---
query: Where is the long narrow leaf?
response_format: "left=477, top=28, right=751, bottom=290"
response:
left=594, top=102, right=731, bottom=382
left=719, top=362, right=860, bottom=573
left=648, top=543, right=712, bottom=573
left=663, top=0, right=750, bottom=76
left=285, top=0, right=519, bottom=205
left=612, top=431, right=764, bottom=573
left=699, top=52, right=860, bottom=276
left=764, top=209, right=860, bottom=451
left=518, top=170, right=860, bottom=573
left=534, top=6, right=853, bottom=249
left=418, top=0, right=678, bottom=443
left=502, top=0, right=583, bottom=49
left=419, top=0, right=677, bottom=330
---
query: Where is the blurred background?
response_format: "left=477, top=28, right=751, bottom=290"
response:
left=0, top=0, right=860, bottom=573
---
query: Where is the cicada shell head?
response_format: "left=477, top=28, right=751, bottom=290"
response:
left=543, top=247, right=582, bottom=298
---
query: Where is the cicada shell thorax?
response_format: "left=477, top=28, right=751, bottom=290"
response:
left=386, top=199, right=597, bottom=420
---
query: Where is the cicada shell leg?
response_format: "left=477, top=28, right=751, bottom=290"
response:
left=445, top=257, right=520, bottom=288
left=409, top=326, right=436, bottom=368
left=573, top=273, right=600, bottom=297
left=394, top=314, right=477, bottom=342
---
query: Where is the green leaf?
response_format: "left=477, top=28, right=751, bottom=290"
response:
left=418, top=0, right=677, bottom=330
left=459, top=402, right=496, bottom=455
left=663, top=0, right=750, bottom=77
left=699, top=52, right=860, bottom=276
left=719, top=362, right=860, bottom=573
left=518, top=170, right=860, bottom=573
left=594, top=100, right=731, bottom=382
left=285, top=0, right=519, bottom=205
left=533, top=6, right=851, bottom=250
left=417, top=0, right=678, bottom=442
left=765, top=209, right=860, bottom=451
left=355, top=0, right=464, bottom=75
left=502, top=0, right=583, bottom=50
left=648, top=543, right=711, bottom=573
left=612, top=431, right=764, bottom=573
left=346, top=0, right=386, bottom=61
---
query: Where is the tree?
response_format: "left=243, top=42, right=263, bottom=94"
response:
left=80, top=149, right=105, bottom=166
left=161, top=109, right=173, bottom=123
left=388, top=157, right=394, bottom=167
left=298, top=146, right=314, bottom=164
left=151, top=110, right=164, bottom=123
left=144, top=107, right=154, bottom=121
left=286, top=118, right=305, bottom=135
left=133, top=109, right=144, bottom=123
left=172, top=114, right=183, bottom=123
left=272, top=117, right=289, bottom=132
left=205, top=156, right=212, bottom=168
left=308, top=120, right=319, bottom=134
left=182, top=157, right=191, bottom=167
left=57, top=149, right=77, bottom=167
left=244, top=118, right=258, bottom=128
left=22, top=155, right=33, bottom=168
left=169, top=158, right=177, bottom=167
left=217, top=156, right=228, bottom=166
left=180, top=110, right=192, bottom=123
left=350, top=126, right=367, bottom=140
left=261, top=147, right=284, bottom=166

+===+

Lay out the records above as a two-column CSV with the headers text and answer, one row per record. Put each field in double quotes, with any line breaks replaced by spaces.

text,answer
"--- query: Where is the long narrow leaf? response_format: ""left=477, top=28, right=751, bottom=290"" response:","left=594, top=102, right=731, bottom=382 left=719, top=362, right=860, bottom=573 left=648, top=543, right=712, bottom=573 left=663, top=0, right=750, bottom=76 left=285, top=0, right=519, bottom=205 left=612, top=431, right=764, bottom=573 left=699, top=52, right=860, bottom=276 left=764, top=209, right=860, bottom=451 left=518, top=170, right=860, bottom=573 left=534, top=6, right=853, bottom=249 left=418, top=0, right=678, bottom=443 left=502, top=0, right=583, bottom=49 left=419, top=0, right=677, bottom=330"
"--- query: Where is the blurred background? response_format: ""left=477, top=28, right=751, bottom=290"" response:","left=0, top=0, right=860, bottom=573"
"--- query: Where is the cicada shell head? response_format: ""left=477, top=28, right=751, bottom=290"" response:","left=543, top=247, right=582, bottom=298"
"--- query: Where is the cicada shell thorax? response_format: ""left=477, top=28, right=751, bottom=290"" response:","left=386, top=199, right=597, bottom=420"
"--- query: Where is the cicada shell leg? response_format: ""left=477, top=28, right=751, bottom=290"" response:","left=445, top=257, right=520, bottom=288 left=409, top=326, right=436, bottom=368 left=573, top=273, right=600, bottom=297 left=394, top=314, right=477, bottom=342"
"--- query: Where is the green leaf? response_format: ""left=477, top=28, right=751, bottom=290"" response:","left=418, top=0, right=677, bottom=330 left=459, top=402, right=496, bottom=455 left=663, top=0, right=750, bottom=77 left=699, top=52, right=860, bottom=276 left=719, top=362, right=860, bottom=573 left=518, top=170, right=860, bottom=573 left=594, top=100, right=731, bottom=382 left=285, top=0, right=519, bottom=205 left=533, top=6, right=851, bottom=250 left=417, top=0, right=678, bottom=442 left=765, top=209, right=860, bottom=451 left=355, top=0, right=464, bottom=75 left=502, top=0, right=583, bottom=50 left=648, top=543, right=711, bottom=573 left=612, top=431, right=764, bottom=573 left=346, top=0, right=386, bottom=61"
"--- query: Where is the tree? response_format: ""left=243, top=42, right=263, bottom=94"" response:","left=80, top=149, right=105, bottom=166 left=161, top=109, right=173, bottom=123 left=388, top=157, right=394, bottom=167 left=298, top=146, right=314, bottom=164 left=151, top=110, right=164, bottom=123 left=144, top=107, right=154, bottom=121 left=286, top=118, right=305, bottom=135 left=133, top=109, right=144, bottom=123 left=172, top=114, right=183, bottom=123 left=272, top=117, right=289, bottom=132 left=205, top=156, right=212, bottom=168 left=308, top=120, right=319, bottom=134 left=182, top=157, right=191, bottom=167 left=57, top=149, right=77, bottom=167 left=244, top=118, right=258, bottom=128 left=22, top=155, right=33, bottom=168 left=169, top=158, right=177, bottom=167 left=217, top=156, right=228, bottom=166 left=180, top=110, right=192, bottom=123 left=350, top=126, right=367, bottom=140 left=261, top=147, right=284, bottom=166"